> _Work to do_:
a) In the OpenMP asynchronous memory copy review, which two routines perform the nonblocking memory copies?
b) Extend the OpenMP asynchronous memory copy review past its last comment, keeping the same format of file paths, line numbers and reviewer remarks.

> _Document extract_:
————————
This is an archive of the discontinued LLVM Phabricator instance.

OpenMP asynchronous memory copy support
ClosedPublic

Authored by jz10 on Oct 17 2022, 12:51 PM.

Details

Summary

We introduced the implementation of supporting asynchronous routines with depend objects specified in Version 5.1 of the OpenMP Application Programming Interface. In brief, these routines omp_target_memcpy_async and omp_target_memcpy_rect_async perform asynchronous (nonblocking) memory copies between any
combination of host and device pointers. The basic idea is to create the implicit tasks to carry the memory copy calls and handle dependencies specified by depend objects. The implicit tasks are executed via hidden helper thread in OpenMP runtime.

Diff Detail

Event Timeline

jz10 created this revision.Oct 17 2022, 12:51 PM
Herald added a project: Restricted Project. · View Herald TranscriptOct 17 2022, 12:51 PM
jz10 requested review of this revision.Oct 17 2022, 12:51 PM
Herald added projects: Restricted Project, Restricted Project. · View Herald TranscriptOct 17 2022, 12:51 PM

Thanks for implementing this. I have added a comment inlined.

openmp/libomptarget/src/private.h
119

This would be the third location where this struct is duplicated: interop.h, kmp.h and this file. Would it make sense to try to add it to another common header file?

First set of comments.

clang/docs/ReleaseNotes.rst
253 ↗(On Diff #468290)

Unrelated, probably bad diff origin.

openmp/libomptarget/src/api.cpp
213

static also below.

217

LLVM codeing style, please. So here, Args

220

not 0 but nullptr, also lots of other places.

226

Why ignore the return value of memcpy and return 0 here?

242

5? Why 5?

247

Proper names, please. Also coding style.

252

This is very suspicious. Why can't we have a kmp_tasking_flags_t object?
————————
> _Raw data_:
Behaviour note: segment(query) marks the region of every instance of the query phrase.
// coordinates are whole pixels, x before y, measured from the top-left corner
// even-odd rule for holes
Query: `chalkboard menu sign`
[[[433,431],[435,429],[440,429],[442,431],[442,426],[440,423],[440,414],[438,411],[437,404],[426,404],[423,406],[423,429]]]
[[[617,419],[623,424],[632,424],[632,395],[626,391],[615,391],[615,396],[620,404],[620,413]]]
————————
> _The replies_:
a) omp_target_memcpy_async and omp_target_memcpy_rect_async.

b)
265

Does this return anything? The use of Rc seems useless. Why do you access args_ for some parts and not for others? That said, where does the hidden helper need access to the dependences anyway?

436

This screams helper as it is literally the same code modulo 5 characters in a few places. Please refactor and run clang-format on the patch.

jz10 updated this revision to Diff 468695.Oct 18 2022, 2:29 PM

Thanks Johannes for your comments, and I relied them below

  1. format issues

I ran clang-format to reformat, please check if there's any missed things;

  1. replace '0' with 'nullptr'

fixed

  1. proper return value for helper functions and async functions

fixed

  1. Why can't we have a kmp_tasking_flags_t object?

I followed the same access approach in openmp/runtime , so I didn't change this part. But I can revise if it is needed

  1. make helper function as 'static'

fixed

  1. Why do you access args_ for some parts and not for others? That said, where does the hidden helper need access to the dependences anyway?

there's type cast for depend objects from 'omp_depend_t' to 'kmp_depend_info_t*', and the array of casted depend objects is consumed by '__kmpc_omp_task_with_deps' , to make it safe, I just make larray of casted depend objects to live longer, thus attached it to Args object.

  1. Why do you access args_ for some parts and not for others? That said, where does the hidden helper need access to the dependences anyway?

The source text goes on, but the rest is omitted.